TEXTABSCHNITT ->
┌──

Neuartiges Mikroskopieverfahren macht „dunkle Seite“ der Zelle sichtbar

Forscher kombinieren Licht- und Röntgenmikroskopie für umfassenden Einblick

11.09.2018 - Deutschland

„Und man siehet die im Lichte. Die im Dunkeln sieht man nicht.“ Wie in der Dreigroschenoper von Bertold Brecht galt bisher auch in der Zelle: Nur was im Licht ist, wird gesehen. Forscher der Universität Göttingen sind nun einen Schritt weitergegangen: Mit einem neuartigen Mikroskopieverfahren konnten sie sowohl die beleuchtete als auch die „dunkle Seite“ der Zelle sichtbar machen.

University of Goettingen

STED-Aufnahme (links) und Röntgen-holographische Abbildung (rechts) derselben Herzmuskelzelle einer Ratte.

Das Team unter der Leitung von Prof. Dr. Tim Salditt und Prof. Dr. Sarah Köster vom Institut für Röntgenphysik „heftete“ dafür sogenannte Leuchtmoleküle an die Zellmoleküle. Durch das kontrollierte Hell- und Dunkelschalten der Leuchtmoleküle in Teilbereichen des Bildes lassen sich Zellmoleküle trennscharf lokalisieren und ihre Wechselwirkungen darstellen. Um auch die nicht-beleuchteten Bestandteile der Zelle abzubilden, arbeitete das Göttinger Team mit einem speziellen Mikroskopieverfahren. Dieses kombiniert ein Lichtmikroskop nach dem STED-Prinzip (Stimulated Emission Depletion), welches den beleuchteten Bereich der Zelle darstellt, mit einem Röntgenmikroskop, welches den nicht beleuchteten Bereich der Zelle darstellt.

„Mit dem neuartigen Röntgen-STED-Mikroskop haben wir Herzmuskelzellen aufgenommen“, erklärt Marten Bernhardt, Erstautor der Veröffentlichung. „Die darin enthaltenen Proteinnetzwerke wurden im STED-Modus abgebildet. Diese STED Aufnahmen konnten wir dann in die Röntgenaufnahmen der Zelle einpassen. Beide Aufnahmen werden praktisch direkt hinter einander aufgenommen“, so Bernhardt. „Durch die komplementären Kontraste versprechen wir uns ein vollständigeres Verständnis der Kontraktion von Herzmuskelzellen und ihrer Krafterzeugung'', ergänzt Salditt. Bei der Konzeption des STED-Mikroskops arbeiteten die Wissenschaftler eng mit dem Deutschen Elektronen-Synchrotron DESY, einem Forschungszentrum der Helmholtz-Gemeinschaft, und der von Nobelpreisträger Prof. Dr. Stefan W. Hell gegründeten Firma Abberior zusammen. „In Zukunft wollen wir so auch dynamische Prozesse in lebenden Zellen beobachten'', schließt Köster, Sprecherin des Göttinger Sonderforschungsbereich „Kollektives Verhalten weicher und biologischer Materie“', in dessen Forschungsprogramm die Experimente integriert sind.

└──

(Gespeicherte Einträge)
┌──

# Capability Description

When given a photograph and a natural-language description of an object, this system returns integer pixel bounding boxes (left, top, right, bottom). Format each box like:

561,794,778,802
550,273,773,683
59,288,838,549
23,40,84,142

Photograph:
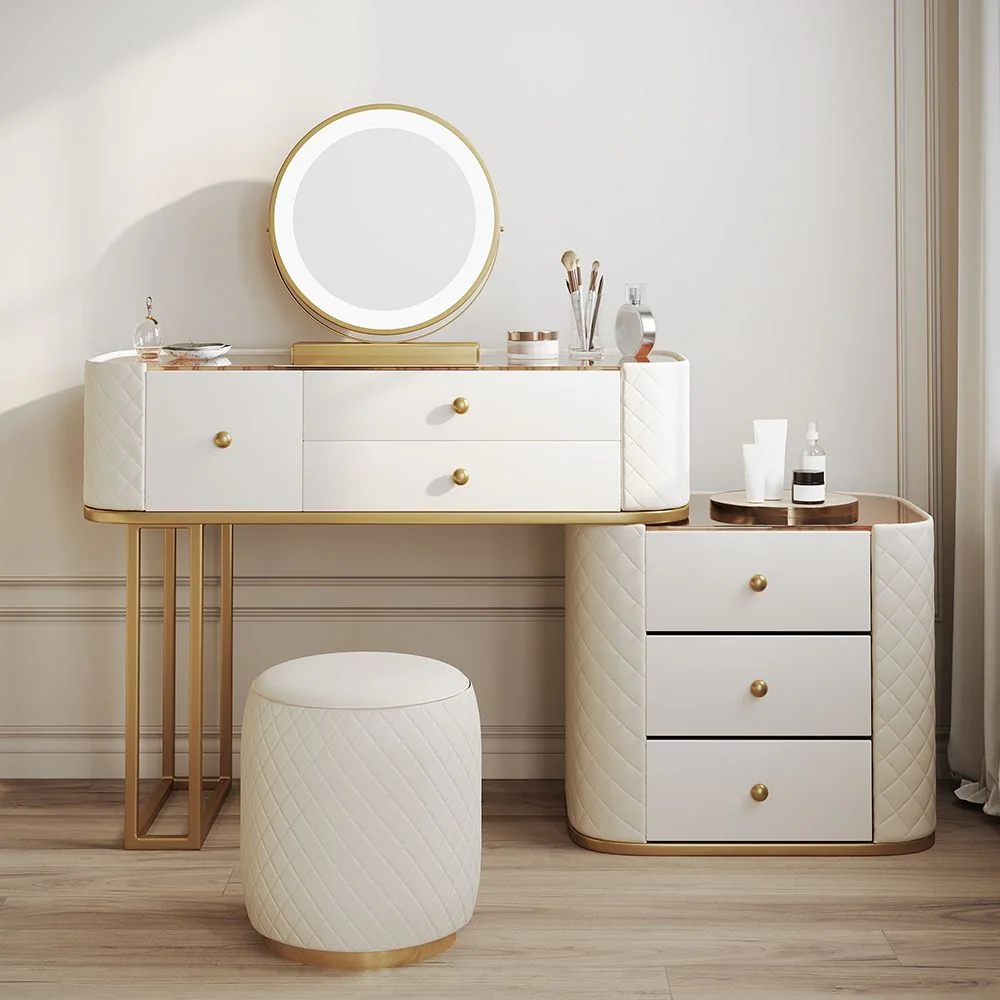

└──

ARBEITSANWEISUNG -> Gib aus dem Text über das neue Mikroskopieverfahren den Abschnitt von „Neuartiges Mikroskopieverfahren macht“ bis einschließlich „Herzmuskelzelle einer Ratte.“ wortgetreu aus. Die Zeilen spielen hierfür keine Rolle.

LÖSUNG ->
Neuartiges Mikroskopieverfahren macht „dunkle Seite“ der Zelle sichtbar

Forscher kombinieren Licht- und Röntgenmikroskopie für umfassenden Einblick

11.09.2018 - Deutschland

„Und man siehet die im Lichte. Die im Dunkeln sieht man nicht.“ Wie in der Dreigroschenoper von Bertold Brecht galt bisher auch in der Zelle: Nur was im Licht ist, wird gesehen. Forscher der Universität Göttingen sind nun einen Schritt weitergegangen: Mit einem neuartigen Mikroskopieverfahren konnten sie sowohl die beleuchtete als auch die „dunkle Seite“ der Zelle sichtbar machen.

University of Goettingen

STED-Aufnahme (links) und Röntgen-holographische Abbildung (rechts) derselben Herzmuskelzelle einer Ratte.